** begin EXERCISE MATERIALS **
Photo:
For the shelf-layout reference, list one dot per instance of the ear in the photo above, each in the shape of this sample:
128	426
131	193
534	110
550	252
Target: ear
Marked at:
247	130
** end EXERCISE MATERIALS **
GIVEN REQUEST
Copy every one of the rows above character for character, with no changes or omissions.

TASK RESULT
Photo:
For the shelf-layout reference, list one dot per instance of the ear in the photo above, each in the shape of this sample:
128	426
131	193
534	110
550	252
Target: ear
Marked at:
247	130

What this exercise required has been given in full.